→ **Instruction**
Pull out each line of the items below that contains the word "beak". Case counts.

— START —

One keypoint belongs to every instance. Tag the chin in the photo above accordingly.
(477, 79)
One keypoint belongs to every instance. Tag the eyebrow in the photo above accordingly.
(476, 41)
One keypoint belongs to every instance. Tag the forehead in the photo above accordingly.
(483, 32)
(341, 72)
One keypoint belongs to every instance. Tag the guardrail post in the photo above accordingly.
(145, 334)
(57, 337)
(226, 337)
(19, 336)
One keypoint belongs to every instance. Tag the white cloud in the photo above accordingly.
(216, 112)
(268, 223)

— END —
— START —

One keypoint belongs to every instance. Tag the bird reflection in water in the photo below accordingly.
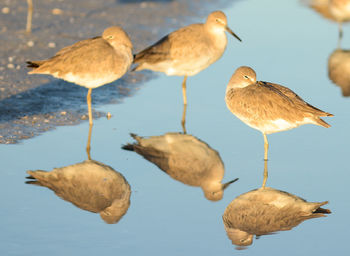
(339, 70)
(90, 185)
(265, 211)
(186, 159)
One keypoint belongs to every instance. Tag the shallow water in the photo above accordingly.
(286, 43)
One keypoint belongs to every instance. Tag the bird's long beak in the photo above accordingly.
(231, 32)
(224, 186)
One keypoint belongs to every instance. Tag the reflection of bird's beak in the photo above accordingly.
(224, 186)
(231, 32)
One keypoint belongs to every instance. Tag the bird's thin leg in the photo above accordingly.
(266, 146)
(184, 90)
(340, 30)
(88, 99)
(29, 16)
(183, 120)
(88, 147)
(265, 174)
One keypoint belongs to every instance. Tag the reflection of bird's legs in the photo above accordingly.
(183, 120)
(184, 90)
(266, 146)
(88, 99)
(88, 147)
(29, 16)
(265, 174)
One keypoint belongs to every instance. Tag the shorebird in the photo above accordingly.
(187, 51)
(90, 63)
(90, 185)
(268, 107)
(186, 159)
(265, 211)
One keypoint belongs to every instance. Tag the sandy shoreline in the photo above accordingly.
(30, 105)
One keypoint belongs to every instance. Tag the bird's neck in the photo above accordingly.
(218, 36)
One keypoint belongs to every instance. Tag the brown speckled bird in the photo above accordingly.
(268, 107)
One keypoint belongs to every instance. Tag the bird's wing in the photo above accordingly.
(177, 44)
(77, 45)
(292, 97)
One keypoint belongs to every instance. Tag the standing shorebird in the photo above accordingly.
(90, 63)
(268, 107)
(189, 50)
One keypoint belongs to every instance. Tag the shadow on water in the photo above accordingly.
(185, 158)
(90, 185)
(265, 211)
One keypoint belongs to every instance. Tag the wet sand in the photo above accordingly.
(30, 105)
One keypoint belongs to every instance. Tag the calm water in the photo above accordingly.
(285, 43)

— END —

→ **Solution to the exercise**
One keypoint belongs to every instance. Tag the bird's long beak in the photo above accordingly.
One keypoint belongs to every instance. Tag the reflection of bird's beak in the photo above accordingly.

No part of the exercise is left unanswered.